Reproduce the material below word for word, leaving out the pictures.

--- begin Material ---

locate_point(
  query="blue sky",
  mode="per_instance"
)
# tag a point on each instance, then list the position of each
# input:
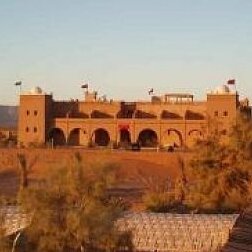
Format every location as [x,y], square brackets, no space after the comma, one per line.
[124,47]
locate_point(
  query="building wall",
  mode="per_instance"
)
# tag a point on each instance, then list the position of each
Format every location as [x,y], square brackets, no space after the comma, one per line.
[77,122]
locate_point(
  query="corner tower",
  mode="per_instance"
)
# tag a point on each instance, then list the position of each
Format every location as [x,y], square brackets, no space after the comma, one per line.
[222,105]
[34,117]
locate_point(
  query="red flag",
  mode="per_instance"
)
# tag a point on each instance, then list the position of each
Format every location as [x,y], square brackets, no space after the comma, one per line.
[151,91]
[84,86]
[231,82]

--- end Material ---

Written response →
locate_point(
  query="blue sky",
  mode="per_instance"
)
# tag a point on each instance, then list the position of each
# input:
Format every location as [x,y], square brackets, no space after the comma, one per line.
[124,47]
locate_point(
  query="building wall",
  mode="per_instance"
)
# tag a point on each instance, then list the position of each
Format every location as [x,y], square brackets, no space after the comma, one per line.
[77,122]
locate_point(
  query="corner tower",
  mode="per_instance"
)
# tag a point on each instance, then list the position of each
Format every location as [x,y], square brackets, no space after the comma, one per line.
[222,105]
[34,117]
locate_point(
  query="red flag",
  mode="per_instance"
)
# tag a point on each instance, then list the position of each
Format every location as [x,y], square brackets, no space after the comma, one per line.
[151,91]
[84,86]
[231,82]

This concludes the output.